## Information given
________________________
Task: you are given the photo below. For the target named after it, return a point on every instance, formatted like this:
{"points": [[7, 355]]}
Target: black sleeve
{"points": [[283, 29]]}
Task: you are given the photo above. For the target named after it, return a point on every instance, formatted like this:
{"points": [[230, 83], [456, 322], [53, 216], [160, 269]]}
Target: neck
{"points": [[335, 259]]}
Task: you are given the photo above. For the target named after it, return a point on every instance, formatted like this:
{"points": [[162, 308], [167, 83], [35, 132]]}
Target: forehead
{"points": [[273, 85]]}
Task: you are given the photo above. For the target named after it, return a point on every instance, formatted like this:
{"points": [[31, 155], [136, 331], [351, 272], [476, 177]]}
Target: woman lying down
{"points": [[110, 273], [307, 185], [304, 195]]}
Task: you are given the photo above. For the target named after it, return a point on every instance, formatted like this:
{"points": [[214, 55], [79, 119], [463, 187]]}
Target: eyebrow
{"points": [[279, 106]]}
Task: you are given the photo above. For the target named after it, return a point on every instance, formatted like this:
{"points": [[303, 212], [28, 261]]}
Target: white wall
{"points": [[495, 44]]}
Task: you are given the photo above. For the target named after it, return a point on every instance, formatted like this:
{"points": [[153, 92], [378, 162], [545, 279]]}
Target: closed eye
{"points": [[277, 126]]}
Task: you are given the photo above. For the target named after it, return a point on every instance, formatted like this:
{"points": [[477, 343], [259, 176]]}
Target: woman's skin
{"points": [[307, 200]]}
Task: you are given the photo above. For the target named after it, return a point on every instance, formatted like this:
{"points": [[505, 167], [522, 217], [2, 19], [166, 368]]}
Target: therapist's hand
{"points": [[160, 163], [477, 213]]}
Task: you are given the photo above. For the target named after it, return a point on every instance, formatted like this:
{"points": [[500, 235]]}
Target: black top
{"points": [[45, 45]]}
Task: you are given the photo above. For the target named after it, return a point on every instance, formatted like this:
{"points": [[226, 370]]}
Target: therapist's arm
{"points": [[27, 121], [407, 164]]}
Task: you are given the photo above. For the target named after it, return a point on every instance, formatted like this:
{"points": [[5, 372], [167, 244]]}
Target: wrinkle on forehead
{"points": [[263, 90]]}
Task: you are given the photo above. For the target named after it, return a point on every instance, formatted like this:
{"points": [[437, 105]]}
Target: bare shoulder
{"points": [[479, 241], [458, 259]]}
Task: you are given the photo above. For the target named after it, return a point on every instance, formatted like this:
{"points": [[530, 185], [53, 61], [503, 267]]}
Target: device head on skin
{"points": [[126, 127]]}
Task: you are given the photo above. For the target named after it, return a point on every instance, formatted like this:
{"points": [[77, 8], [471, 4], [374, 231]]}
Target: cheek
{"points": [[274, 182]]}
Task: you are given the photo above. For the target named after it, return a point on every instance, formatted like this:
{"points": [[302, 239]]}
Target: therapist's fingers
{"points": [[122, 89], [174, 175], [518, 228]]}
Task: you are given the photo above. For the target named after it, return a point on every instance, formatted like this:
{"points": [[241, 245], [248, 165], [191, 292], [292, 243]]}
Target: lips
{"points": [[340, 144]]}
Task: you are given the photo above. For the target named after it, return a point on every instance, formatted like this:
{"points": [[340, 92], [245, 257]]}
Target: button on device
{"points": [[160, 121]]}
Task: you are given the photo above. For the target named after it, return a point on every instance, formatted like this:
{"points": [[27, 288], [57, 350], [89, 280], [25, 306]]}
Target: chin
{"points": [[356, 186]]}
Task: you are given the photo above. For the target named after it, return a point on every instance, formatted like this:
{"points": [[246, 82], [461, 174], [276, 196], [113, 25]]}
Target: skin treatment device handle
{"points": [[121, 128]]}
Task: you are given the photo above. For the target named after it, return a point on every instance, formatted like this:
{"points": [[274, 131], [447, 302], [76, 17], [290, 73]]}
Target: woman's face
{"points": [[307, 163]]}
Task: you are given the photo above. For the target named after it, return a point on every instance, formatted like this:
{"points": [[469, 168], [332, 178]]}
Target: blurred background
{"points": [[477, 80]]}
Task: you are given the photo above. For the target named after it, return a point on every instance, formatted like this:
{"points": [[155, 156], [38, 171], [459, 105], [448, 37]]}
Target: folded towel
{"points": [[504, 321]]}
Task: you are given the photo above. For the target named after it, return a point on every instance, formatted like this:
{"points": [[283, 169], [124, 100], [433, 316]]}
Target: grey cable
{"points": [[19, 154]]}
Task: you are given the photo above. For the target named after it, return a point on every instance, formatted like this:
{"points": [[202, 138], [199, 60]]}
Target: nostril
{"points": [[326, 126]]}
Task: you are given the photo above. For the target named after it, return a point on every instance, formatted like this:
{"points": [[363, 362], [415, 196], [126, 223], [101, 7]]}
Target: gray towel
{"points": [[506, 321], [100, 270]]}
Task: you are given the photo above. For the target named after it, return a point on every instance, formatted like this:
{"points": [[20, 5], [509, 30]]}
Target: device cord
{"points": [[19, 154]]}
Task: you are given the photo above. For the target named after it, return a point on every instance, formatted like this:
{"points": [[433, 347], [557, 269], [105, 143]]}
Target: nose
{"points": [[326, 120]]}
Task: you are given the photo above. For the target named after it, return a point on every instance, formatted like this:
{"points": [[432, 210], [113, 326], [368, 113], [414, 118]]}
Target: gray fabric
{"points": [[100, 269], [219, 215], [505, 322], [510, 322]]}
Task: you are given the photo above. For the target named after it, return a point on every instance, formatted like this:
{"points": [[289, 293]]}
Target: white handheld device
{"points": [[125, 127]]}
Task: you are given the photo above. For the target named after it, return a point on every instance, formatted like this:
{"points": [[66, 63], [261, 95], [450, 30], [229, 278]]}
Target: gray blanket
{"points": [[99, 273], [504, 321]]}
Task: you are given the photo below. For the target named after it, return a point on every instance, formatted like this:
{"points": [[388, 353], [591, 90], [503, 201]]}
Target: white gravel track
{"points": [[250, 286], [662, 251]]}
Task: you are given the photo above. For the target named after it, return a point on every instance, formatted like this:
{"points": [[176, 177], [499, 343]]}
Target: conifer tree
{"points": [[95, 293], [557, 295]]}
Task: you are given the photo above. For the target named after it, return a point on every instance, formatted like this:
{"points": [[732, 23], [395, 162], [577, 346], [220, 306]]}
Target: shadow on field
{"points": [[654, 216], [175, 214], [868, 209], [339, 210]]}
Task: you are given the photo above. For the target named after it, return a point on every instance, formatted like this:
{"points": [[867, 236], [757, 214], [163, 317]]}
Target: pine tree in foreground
________________________
Each line of the material above must be reproduced exactly.

Task: you are given the photo below. For the target named after it, return a point on every instance, formatted like this:
{"points": [[7, 355]]}
Target: black sleeve
{"points": [[283, 29]]}
Task: you are given the photo above. For the target named after it, return a point on every instance, formatted like this:
{"points": [[230, 83], [456, 322], [53, 216], [160, 269]]}
Target: neck
{"points": [[335, 259]]}
Task: you are given the photo above. For the target named after it, return a point on every instance, formatted like this:
{"points": [[162, 308], [167, 83], [35, 132]]}
Target: forehead
{"points": [[273, 85]]}
Task: you are given the photo above. For the target named after it, return a point on every instance, formatted like this:
{"points": [[31, 155], [136, 331], [351, 272], [476, 177]]}
Target: woman lying down
{"points": [[110, 273], [307, 185], [304, 195]]}
Task: you are given the photo above. For the target named after it, return a point on every instance, formatted like this:
{"points": [[214, 55], [79, 119], [463, 187]]}
Target: eyebrow
{"points": [[279, 106]]}
Task: you are given the photo above. For the target named after it, return a point on every instance, formatted like this:
{"points": [[303, 212], [28, 261]]}
Target: white wall
{"points": [[495, 44]]}
Task: you are given the photo above. For the target named after it, return a point on every instance, formatted like this:
{"points": [[153, 92], [378, 162], [545, 279]]}
Target: closed eye
{"points": [[277, 126]]}
Task: you are given the photo above. For the target named after it, return a point on every instance, formatted like this:
{"points": [[477, 343], [259, 176]]}
Target: woman's skin
{"points": [[307, 200]]}
Task: you are given the photo above. For the target named after it, return a point on every instance, formatted like this:
{"points": [[505, 167], [522, 217], [2, 19], [166, 368]]}
Target: therapist's hand
{"points": [[160, 163], [477, 213]]}
Task: you are given the photo above. For the target named after it, return a point on every instance, formatted like this:
{"points": [[500, 235]]}
Target: black top
{"points": [[45, 45]]}
Task: you are given the photo above. For the target named after it, return a point on every instance, formatted like this:
{"points": [[226, 370]]}
Target: therapist's arm
{"points": [[27, 121], [407, 164]]}
Task: you are given the photo above. For the target named after it, return a point on every instance, formatted like this:
{"points": [[5, 372], [167, 244]]}
Target: wrinkle on forehead
{"points": [[263, 90]]}
Task: you are given the photo above. For the target named after it, return a point on every instance, formatted like this:
{"points": [[437, 105]]}
Target: bare shoulder
{"points": [[479, 241], [458, 259]]}
Task: you are given the photo above. For the target named after it, return a point on every instance, formatted like this:
{"points": [[530, 185], [53, 61], [503, 267]]}
Target: device head on skin
{"points": [[126, 127]]}
Task: you are given the photo above. For the target named after it, return a point on every instance, formatted like this:
{"points": [[77, 8], [471, 4], [374, 231]]}
Target: cheek
{"points": [[274, 182]]}
Task: you are given the photo above. For the target named after it, return a point on every instance, formatted like this:
{"points": [[302, 239]]}
Target: therapist's fingers
{"points": [[122, 89], [174, 175], [518, 228]]}
Task: you are given the photo above. For the target named after it, return a point on every instance, formatted like this:
{"points": [[241, 245], [248, 165], [191, 292], [292, 243]]}
Target: lips
{"points": [[340, 144]]}
Task: you are given the photo above. For the target named after it, return a point on every instance, formatted like this:
{"points": [[340, 92], [245, 257]]}
Target: button on device
{"points": [[160, 121]]}
Task: you are given the photo above. For the target named after it, return a point on every instance, formatted like this:
{"points": [[27, 288], [57, 350], [89, 280], [25, 306]]}
Target: chin
{"points": [[356, 186]]}
Task: you are given the photo above. For the target named after it, return a point on every instance, formatted like this:
{"points": [[246, 82], [461, 174], [276, 196], [113, 25]]}
Target: skin treatment device handle
{"points": [[121, 128]]}
Task: you are given the photo above. For the target named after it, return a point on every instance, formatted like this:
{"points": [[274, 131], [447, 302], [76, 17], [290, 73]]}
Target: woman's face
{"points": [[307, 163]]}
Task: you are given the photo above. For the target named after it, return a point on every instance, formatted like this:
{"points": [[469, 168], [332, 178]]}
Target: blurred background
{"points": [[477, 80]]}
Task: you are given the photo above. For the target named after it, return a point on every instance, formatted like this:
{"points": [[155, 156], [38, 171], [459, 105], [448, 37]]}
Target: folded towel
{"points": [[504, 321]]}
Task: you are given the photo above. For the target named after it, return a point on every instance, formatted like this:
{"points": [[283, 169], [124, 100], [433, 316]]}
Target: grey cable
{"points": [[19, 154]]}
Task: you are given the photo above. For the target named after it, return a point on every instance, formatted like this:
{"points": [[202, 138], [199, 60]]}
Target: nostril
{"points": [[326, 126]]}
Task: you are given the photo above. For the target named after it, return a point on every instance, formatted like this:
{"points": [[363, 362], [415, 196], [126, 223], [101, 7]]}
Target: gray towel
{"points": [[506, 321], [100, 270]]}
Task: you are given the photo above. For the target named after it, return a point on every instance, formatted like this:
{"points": [[20, 5], [509, 30]]}
Target: device cord
{"points": [[19, 154]]}
Task: you are given the photo above. For the target named after it, return a point on every instance, formatted like this:
{"points": [[433, 347], [557, 269], [105, 143]]}
Target: nose
{"points": [[326, 120]]}
Task: you are given the photo above. For the target named after it, return a point on every instance, formatted like this:
{"points": [[432, 210], [113, 326], [368, 113], [414, 118]]}
Target: gray fabric
{"points": [[100, 269], [219, 215], [505, 322], [510, 322]]}
Task: you are given the photo above. For the target named after it, return a point on every instance, formatted like this:
{"points": [[289, 293]]}
Target: white handheld device
{"points": [[125, 127]]}
Task: you are given the photo above. For the target named after it, return a point on every instance, formatted like this:
{"points": [[66, 63], [261, 95], [450, 30], [229, 278]]}
Target: gray blanket
{"points": [[99, 273], [504, 321]]}
Task: you are given the photo below. For the target named after it, return a point on every instance, formatted like this:
{"points": [[388, 353], [591, 90], [503, 201]]}
Target: white gravel track
{"points": [[250, 286], [662, 251]]}
Task: you are given the photo above. For the target named after it, return a point on every instance, formatted like this:
{"points": [[176, 177], [499, 343]]}
Target: conifer tree
{"points": [[95, 293], [557, 295]]}
Task: you are given the photo above. For the target named after it, return a point on every instance, formatted like this:
{"points": [[732, 23], [395, 162], [577, 346], [220, 306]]}
Target: shadow on field
{"points": [[654, 216], [175, 214], [868, 209], [339, 210]]}
Task: you are given the photo above. For the target named after it, return a point on every instance, formatted like this:
{"points": [[867, 236], [757, 214], [163, 317]]}
Target: pine tree in foreground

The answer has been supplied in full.